(Work order):
Every entry below should be written out exactly, and no image should appear.

○ ○ ○ ○

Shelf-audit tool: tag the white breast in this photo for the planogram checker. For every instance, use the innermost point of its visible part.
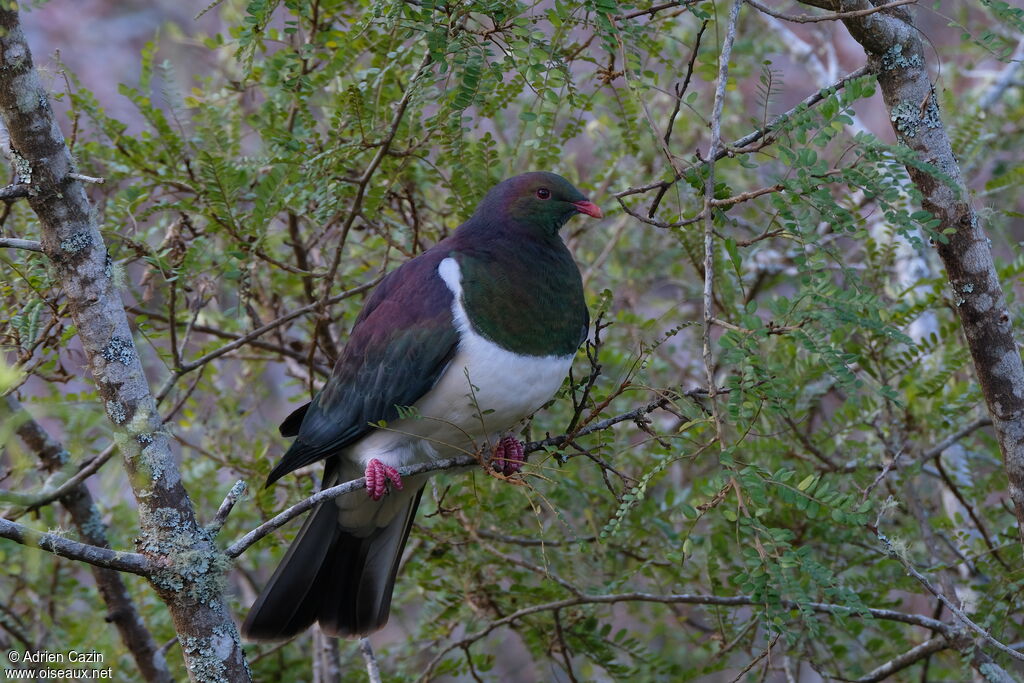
(484, 391)
(487, 389)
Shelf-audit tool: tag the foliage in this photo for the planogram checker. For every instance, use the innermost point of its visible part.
(342, 137)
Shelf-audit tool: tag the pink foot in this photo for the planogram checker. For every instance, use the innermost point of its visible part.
(378, 476)
(509, 456)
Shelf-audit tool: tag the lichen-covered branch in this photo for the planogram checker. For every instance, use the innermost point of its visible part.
(896, 51)
(189, 568)
(78, 501)
(73, 550)
(467, 460)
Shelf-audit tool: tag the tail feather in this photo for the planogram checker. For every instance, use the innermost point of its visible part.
(333, 577)
(289, 601)
(357, 600)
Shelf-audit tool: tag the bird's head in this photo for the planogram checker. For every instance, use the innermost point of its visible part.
(538, 201)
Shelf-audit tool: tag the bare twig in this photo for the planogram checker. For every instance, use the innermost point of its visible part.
(237, 492)
(693, 599)
(956, 611)
(653, 9)
(754, 136)
(811, 18)
(71, 238)
(14, 191)
(908, 658)
(373, 671)
(14, 243)
(100, 557)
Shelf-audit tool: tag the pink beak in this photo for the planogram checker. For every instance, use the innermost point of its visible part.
(589, 208)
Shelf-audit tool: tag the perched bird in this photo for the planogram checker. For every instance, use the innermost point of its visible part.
(474, 335)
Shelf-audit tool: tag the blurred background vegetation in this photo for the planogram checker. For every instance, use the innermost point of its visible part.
(236, 151)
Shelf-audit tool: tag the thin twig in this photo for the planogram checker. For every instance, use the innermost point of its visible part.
(373, 671)
(693, 599)
(709, 263)
(287, 515)
(956, 611)
(100, 557)
(909, 657)
(237, 492)
(14, 243)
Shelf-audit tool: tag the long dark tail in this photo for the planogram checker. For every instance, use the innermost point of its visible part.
(332, 577)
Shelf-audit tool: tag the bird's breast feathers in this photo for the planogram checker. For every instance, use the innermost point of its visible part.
(484, 390)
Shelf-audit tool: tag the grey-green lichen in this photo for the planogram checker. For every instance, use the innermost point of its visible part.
(930, 117)
(77, 243)
(22, 167)
(894, 58)
(120, 350)
(206, 656)
(188, 561)
(117, 412)
(93, 527)
(904, 118)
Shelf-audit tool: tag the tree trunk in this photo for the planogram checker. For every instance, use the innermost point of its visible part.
(189, 579)
(896, 52)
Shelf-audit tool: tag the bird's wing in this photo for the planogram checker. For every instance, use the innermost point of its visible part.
(398, 348)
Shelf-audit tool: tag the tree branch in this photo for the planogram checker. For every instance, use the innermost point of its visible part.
(14, 243)
(709, 214)
(691, 599)
(171, 539)
(76, 498)
(53, 543)
(896, 53)
(810, 18)
(911, 656)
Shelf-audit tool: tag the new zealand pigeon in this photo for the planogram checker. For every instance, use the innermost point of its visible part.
(474, 335)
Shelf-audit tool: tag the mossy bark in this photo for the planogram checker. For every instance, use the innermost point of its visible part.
(190, 575)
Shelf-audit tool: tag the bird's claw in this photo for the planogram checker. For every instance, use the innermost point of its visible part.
(509, 456)
(378, 476)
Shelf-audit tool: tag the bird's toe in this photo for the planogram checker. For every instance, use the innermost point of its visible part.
(509, 456)
(378, 476)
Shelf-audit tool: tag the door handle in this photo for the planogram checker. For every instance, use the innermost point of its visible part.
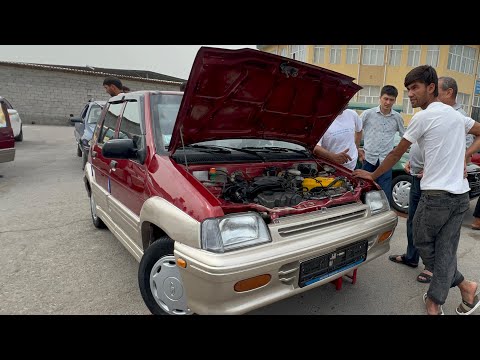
(113, 165)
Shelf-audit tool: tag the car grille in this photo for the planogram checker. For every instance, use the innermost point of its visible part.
(321, 223)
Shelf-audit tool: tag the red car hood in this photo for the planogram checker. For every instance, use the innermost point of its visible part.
(248, 93)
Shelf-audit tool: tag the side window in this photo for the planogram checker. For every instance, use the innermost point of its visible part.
(110, 123)
(94, 115)
(130, 124)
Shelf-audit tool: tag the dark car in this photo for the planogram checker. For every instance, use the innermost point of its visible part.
(85, 126)
(7, 141)
(217, 192)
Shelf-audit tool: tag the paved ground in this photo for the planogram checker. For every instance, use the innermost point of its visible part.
(53, 261)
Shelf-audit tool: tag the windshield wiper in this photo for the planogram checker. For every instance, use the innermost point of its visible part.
(209, 148)
(274, 149)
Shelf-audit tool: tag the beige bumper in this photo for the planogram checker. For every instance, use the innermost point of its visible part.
(7, 155)
(209, 278)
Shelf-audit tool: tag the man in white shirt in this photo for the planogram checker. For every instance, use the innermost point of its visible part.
(439, 131)
(341, 140)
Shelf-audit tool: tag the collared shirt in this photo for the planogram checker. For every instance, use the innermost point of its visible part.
(440, 132)
(379, 133)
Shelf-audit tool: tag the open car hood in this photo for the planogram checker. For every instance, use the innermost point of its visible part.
(250, 94)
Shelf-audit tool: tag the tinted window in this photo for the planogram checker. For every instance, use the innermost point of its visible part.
(110, 123)
(130, 126)
(164, 113)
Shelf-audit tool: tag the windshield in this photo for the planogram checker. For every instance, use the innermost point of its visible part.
(165, 109)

○ ○ ○ ○

(Response area):
Shelf-audit tool: tag the white breast in this photo for the planogram checker. For every instance, use the innermost point of its visible part.
(484, 391)
(487, 389)
Shelf-audit tool: tag the foliage in this photo for the planogram checker. For every instance, use the innermost point of its visible part.
(342, 137)
Shelf-audit tool: tag the pink foot in this photo for the planogram checker. For every instance, use the innermost point of its visible part.
(378, 476)
(509, 456)
Shelf-audit tool: tag the lichen-covered branch in this photo for the planogram checker. For every instance, use the innermost point of its visible part.
(896, 51)
(189, 568)
(78, 501)
(73, 550)
(467, 460)
Shelf-audit tool: tag the tail feather in this photo for the planogram checker. For every instance, use the innermost point of its visible part.
(333, 577)
(289, 601)
(357, 600)
Shelf-audit tool: tag the bird's head in this photo for the planogram checker. For every instance, use the innermost point of its visible part.
(538, 201)
Shelf-audit tool: tag the bare twig in this photo for the planogram checker. For every instance, use the innermost point of its visible part.
(237, 492)
(693, 599)
(956, 611)
(653, 9)
(754, 136)
(811, 18)
(71, 238)
(14, 191)
(908, 658)
(373, 671)
(14, 243)
(100, 557)
Shelf-audit tool: tag the pink beak in this photo for the planogram checker. For every instance, use the innermost point of its visible part.
(589, 208)
Shelf-audit tool: tag the perched bird in this photo for the planogram checker. For every instance, use the innermost point of its visible part.
(474, 335)
Shelf-audit tool: tag the blurred background vegetation in this photo for the planogram checker. For every instance, use the innermost point of its visible part.
(236, 151)
Shelf-audit tool: tag the thin twig in this photo for the planogram checker. For every instance, use the innermost point of its visible part.
(373, 671)
(693, 599)
(709, 263)
(287, 515)
(956, 611)
(100, 557)
(909, 657)
(237, 492)
(14, 243)
Shelf-audit tool: tag the long dark tail in this photo for the planogram checker. For every instance, use the innermost point of its visible part.
(332, 577)
Shelf-audit tool: tag the bird's breast feathers in this photo for the planogram checker. For every instance, use the innermost point of its visible part.
(484, 390)
Shelf-audit tool: tag the grey-green lichen in this photo for the planogram checker. For every instance, use the innermost point of its visible part.
(930, 117)
(77, 243)
(22, 167)
(894, 58)
(120, 350)
(206, 656)
(188, 561)
(117, 412)
(93, 527)
(904, 118)
Shelf-audit tool: tag the tree trunk in this photo for the planogram checker. For every instance, use the innermost point of its visible part.
(189, 579)
(896, 52)
Shelf-audit tool: tag the bird's wing in this photo for the planogram checker. For every instance, use the innermost point of its visible part.
(398, 348)
Shelf-audit tool: tag the tree branch in this photo for the planogram checker. For every instance, use the innermost point of its visible part.
(14, 243)
(709, 214)
(691, 599)
(171, 539)
(76, 498)
(53, 543)
(896, 53)
(810, 18)
(911, 656)
Shelf-audit tool: tag the new zealand pigeon in this photo for the planogram checker. For every instance, use the innermost point of its visible part.
(474, 335)
Shelf-audit tool: tag the mossy bark in this photo for the planogram checker. For every instance, use the innermost point of its visible part.
(190, 575)
Shelf-audit tool: tag the bird's claw in this photo for the planogram checker. For every instance, use the innermost point of its visible part.
(509, 456)
(378, 476)
Shelf-audit tool: tag the bird's toe in this photo for the planogram checker. For every instance, use the innermost point of its visible part.
(509, 456)
(378, 476)
Shelf-audit tool: tag the door handle in this photo for the planogram checker. For every instance, use the innermost point of its visible part.
(113, 165)
Shelf-audit tool: tag the car grille in this photo for the planogram checker. For every instance, use the innermost point of its visible part.
(321, 223)
Shelf-audit tool: tag the red car hood in this photo for the planogram checker. For every instance, use the innermost point of its visible part.
(248, 93)
Shelf-audit tool: tag the side window in this photo for the planogram checker. For every instance, use the innermost point of its visible part.
(110, 123)
(94, 115)
(130, 124)
Shelf-audit tool: tag the dark car in this photo for the planogram checker. For every instance, use the innermost point of its visible part.
(85, 126)
(7, 141)
(217, 192)
Shelf-audit tool: tag the paved ground in this photo for the planogram checker. For every instance, use the innermost point of its visible part.
(53, 261)
Shelf-audit tool: tag the windshield wiper in this photo for the planogram checker. For every instance, use the innermost point of its visible part.
(209, 148)
(274, 149)
Shelf-audit tool: tag the beige bumper in this photo for the planogram checker. For every instance, use the innermost point of its visible part.
(7, 155)
(209, 278)
Shelf-audit tool: tag the man in white shirt in this photo for the planogram checker. For every instance, use the innermost point of its visible part.
(439, 131)
(341, 140)
Shelf-audit tool: tag the collared shirt in this photo for the planogram checker. For every instance, use the innermost point of its visible part.
(440, 132)
(379, 133)
Shelf-audit tool: tag the open car hood in this photo for the planogram checker. For every instance, use the innermost point of its visible part.
(250, 94)
Shelf-audit tool: tag the tinted window in this photo for the planogram checker. For every instance, use the innermost point of its visible part.
(110, 123)
(130, 126)
(164, 113)
Shelf-audit tool: tag the windshield in this photo for the planogram checker. For every instance, use the innermost point of its visible part.
(165, 109)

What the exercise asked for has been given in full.